▶ [Passage]
※

KurtHanson-modIn a Billboard article published yesterday, journalist Glenn Peoples looks at speculation regarding the upcoming launch of iTunes’s on-demand music subscription service — i.e., the probable rebrand of Apple’s Beats Music service.

There’s some needless speculation in the article as to whether Apple’s goal is to hurt Spotify or simply grow the category of on-demand music subscription services. Of course, as with any competitor entering a new business category with an established leader, the answer is that it’s both.

In a more newsworthy point, Peoples reports that it’s starting to appear unlikely that Apple can offer a price point lower than Spotify’s (e.g., $7.99/month vs. the industry standard $9.99/month) because the labels won’t let it.

This is typically shortsighted record-industry behavior.

The vast majority of consumers currently don’t spend $120 a year on CD and MP3 purchases — in fact, the vast majority don’t spend $96 a year on music — so trying to sell them an annual subscription at such a high price point is not going to bring the masses into the product category.

Also, the average consumer sees clearly what the average music executive doesn’t: Music ought to cost less than movies. (Movies have audio plus video, whereas music only has only audio! Bingo, done. Q.E.D.)

※

▶ [Extracted records]
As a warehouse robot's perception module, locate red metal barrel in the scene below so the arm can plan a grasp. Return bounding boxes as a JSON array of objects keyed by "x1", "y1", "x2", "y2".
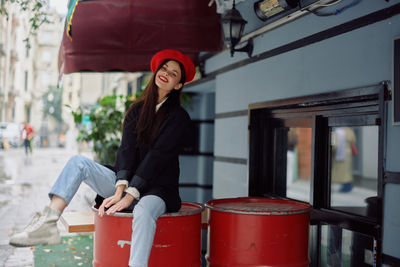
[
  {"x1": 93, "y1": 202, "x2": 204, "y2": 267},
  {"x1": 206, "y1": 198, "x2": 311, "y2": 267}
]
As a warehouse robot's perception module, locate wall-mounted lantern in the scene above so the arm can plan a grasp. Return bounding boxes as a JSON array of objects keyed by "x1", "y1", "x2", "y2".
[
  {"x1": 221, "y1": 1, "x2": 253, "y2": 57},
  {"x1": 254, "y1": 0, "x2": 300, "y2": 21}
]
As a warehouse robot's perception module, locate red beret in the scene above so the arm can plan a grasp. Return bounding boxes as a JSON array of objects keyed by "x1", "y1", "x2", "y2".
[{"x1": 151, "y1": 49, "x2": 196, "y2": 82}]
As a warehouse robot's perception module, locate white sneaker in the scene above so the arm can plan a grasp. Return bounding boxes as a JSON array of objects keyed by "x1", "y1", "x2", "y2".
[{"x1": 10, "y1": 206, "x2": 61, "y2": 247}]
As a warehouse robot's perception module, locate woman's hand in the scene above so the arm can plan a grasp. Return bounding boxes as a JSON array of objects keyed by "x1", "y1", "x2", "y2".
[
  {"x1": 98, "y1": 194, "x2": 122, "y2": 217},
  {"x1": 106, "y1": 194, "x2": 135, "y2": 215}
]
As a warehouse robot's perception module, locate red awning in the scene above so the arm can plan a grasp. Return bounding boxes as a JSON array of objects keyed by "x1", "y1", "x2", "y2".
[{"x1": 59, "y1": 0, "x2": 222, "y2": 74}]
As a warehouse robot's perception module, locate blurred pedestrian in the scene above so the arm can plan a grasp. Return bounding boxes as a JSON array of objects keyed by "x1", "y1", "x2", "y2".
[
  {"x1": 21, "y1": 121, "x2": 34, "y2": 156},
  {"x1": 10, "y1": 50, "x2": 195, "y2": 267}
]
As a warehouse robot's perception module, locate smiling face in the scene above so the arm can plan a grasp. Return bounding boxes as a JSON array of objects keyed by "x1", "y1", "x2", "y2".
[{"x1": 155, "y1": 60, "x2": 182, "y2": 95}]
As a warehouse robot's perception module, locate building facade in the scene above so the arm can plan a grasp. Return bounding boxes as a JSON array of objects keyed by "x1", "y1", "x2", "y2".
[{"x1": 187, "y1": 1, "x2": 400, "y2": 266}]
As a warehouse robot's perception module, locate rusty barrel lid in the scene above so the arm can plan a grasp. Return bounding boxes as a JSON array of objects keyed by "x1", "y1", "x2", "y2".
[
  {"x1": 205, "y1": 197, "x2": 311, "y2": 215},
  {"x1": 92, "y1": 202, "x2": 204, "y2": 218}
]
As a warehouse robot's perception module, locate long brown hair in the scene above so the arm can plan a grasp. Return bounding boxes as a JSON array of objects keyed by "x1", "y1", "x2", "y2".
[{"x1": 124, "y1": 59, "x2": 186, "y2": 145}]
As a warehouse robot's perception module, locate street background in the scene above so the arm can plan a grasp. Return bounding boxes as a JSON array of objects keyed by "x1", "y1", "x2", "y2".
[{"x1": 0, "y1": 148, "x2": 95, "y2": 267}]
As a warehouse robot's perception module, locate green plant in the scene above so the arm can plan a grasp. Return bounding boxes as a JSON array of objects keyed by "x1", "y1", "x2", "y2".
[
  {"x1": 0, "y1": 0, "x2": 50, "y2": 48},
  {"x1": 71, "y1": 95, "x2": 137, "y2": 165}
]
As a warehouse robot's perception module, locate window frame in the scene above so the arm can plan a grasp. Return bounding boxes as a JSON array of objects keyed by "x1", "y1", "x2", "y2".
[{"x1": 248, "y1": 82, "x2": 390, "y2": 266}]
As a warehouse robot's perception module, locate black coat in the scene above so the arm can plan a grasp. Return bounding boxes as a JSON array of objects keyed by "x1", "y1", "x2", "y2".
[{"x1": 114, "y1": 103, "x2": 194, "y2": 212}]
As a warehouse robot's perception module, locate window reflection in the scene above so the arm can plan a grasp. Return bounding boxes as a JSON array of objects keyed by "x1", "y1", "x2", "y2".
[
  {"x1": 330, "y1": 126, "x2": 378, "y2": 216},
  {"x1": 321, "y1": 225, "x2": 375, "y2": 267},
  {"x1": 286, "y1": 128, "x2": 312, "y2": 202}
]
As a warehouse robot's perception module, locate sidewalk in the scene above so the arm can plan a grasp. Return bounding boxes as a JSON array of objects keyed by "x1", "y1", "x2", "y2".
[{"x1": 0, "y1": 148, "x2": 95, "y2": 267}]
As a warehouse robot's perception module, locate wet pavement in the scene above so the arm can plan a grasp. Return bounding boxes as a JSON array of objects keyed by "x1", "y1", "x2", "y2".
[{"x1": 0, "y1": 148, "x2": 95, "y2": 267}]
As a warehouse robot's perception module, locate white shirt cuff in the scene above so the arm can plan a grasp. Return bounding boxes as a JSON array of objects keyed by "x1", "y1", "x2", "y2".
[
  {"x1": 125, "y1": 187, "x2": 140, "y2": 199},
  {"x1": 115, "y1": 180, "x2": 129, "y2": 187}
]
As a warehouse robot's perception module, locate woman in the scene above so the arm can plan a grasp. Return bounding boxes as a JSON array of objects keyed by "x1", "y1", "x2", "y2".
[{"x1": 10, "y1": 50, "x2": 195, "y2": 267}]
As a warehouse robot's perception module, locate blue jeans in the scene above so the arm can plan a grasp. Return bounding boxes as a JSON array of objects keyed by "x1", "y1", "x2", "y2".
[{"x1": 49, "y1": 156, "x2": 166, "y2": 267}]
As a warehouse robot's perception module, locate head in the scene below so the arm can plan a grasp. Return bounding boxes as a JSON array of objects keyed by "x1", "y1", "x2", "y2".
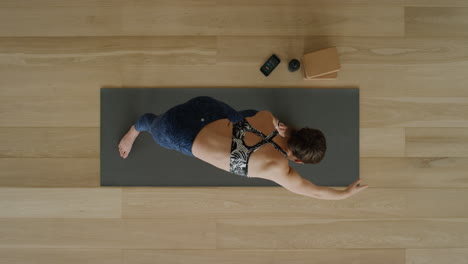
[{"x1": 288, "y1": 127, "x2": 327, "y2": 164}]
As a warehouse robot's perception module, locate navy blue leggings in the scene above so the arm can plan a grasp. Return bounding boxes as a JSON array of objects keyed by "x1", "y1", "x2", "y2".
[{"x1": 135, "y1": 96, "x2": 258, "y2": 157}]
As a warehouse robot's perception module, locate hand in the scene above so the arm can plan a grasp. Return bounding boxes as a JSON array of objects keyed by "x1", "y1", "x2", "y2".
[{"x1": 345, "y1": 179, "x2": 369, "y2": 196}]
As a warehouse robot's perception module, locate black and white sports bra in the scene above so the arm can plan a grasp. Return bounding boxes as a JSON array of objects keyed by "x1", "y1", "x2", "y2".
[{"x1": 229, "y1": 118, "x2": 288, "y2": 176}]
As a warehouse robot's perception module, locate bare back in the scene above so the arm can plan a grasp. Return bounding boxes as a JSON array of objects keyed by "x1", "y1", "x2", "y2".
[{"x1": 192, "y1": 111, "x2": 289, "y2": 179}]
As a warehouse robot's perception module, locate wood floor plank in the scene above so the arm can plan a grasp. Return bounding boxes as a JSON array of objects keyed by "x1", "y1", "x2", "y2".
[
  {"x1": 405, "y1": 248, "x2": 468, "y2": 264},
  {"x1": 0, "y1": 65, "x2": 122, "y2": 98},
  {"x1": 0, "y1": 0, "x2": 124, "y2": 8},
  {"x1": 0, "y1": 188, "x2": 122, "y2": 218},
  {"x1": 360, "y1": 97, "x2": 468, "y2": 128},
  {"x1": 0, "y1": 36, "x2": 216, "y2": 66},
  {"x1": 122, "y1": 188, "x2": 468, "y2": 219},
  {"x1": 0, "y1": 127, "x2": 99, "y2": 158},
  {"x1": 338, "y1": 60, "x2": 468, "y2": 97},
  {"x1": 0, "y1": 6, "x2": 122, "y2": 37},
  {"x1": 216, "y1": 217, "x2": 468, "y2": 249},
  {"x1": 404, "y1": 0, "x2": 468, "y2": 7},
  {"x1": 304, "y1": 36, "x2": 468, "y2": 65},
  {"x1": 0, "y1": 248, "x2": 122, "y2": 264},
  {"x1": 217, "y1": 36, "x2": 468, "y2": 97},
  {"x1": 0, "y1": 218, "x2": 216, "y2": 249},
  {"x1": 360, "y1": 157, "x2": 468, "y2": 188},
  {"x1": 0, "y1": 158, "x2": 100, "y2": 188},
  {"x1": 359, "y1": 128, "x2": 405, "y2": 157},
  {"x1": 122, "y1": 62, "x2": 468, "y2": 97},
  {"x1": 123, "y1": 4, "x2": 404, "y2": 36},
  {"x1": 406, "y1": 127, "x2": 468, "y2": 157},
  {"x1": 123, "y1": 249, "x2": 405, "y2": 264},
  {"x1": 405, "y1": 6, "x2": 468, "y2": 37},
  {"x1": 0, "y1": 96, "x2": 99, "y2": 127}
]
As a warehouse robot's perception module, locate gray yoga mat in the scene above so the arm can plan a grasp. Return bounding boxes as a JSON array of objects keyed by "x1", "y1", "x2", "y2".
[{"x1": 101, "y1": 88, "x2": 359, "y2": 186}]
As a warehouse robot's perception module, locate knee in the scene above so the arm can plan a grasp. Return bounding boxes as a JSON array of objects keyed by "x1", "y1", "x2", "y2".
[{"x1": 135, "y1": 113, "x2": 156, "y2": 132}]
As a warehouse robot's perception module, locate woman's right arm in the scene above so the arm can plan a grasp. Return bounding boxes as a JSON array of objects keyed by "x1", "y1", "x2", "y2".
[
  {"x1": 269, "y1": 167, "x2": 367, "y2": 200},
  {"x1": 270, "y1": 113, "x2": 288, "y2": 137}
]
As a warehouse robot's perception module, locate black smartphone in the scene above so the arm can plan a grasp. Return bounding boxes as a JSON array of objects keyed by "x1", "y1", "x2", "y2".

※

▶ [Given task A]
Answer these questions about the passage on music subscription pricing:
(i) Which journalist wrote the Billboard article?
(ii) What lower monthly price does the passage give as an example, and what is the industry standard it compares it with?
(iii) According to the passage, what does the average consumer see that the average music executive doesn't?
▶ [Given task B] Write the next part of the passage on music subscription pricing, picking up after its final sentence.

▶ [Response A]
(i) Glenn Peoples
(ii) $7.99 a month, compared with the industry standard of $9.99 a month
(iii) That music ought to cost less than movies

▶ [Response B]
Plus which, movies cost up to $100 million or more each to produce, and albums don’t.

(Side note: I’m always amused when recording artists talk about “the value of music” being a function of the amount of heart and soul they put into the recording of their songs. Movie directors (or painters, or novelists, or poets) don’t think that the value of their creation is a function of how hard or how sincerely they worked; they realize the value to consumers is how much the consumers like the finished product.)

But, back to the topic of on-demand music services, I see a glimmer of hope in paragraph #15 of the article, albeit not exactly in the way that Peoples or the record industry executives he quotes intended: Listening caps.

Apparently, in other countries there have in the past been some limits placed on free, ad-supported tiers — e.g., only five plays of a given track per month — to “differentiate” those tiers from the paid tiers.

Here’s what I think is an better idea: Services like Spotify, Deezer, Rdio, and Rhapsody should be able to offer a budget-priced (say, $3.99/month) plan that allows consumers to experience the wonderfulness of the “celestial jukebox” concept, but only for a certain number of hours of listening per month (say, 20 hours).

This approach would allow the product category to start to expand into the mass-market, would condition more consumers to the idea of paying a monthly fee for music, and would have the potential to upsell those consumers to the $9.99/month price once they started becoming more-enthusiastic consumers of music.

It would be a win-win-win-win — for labels, artists, music services, and consumers alike. Not that I’m saying that would be enough to help make it happen.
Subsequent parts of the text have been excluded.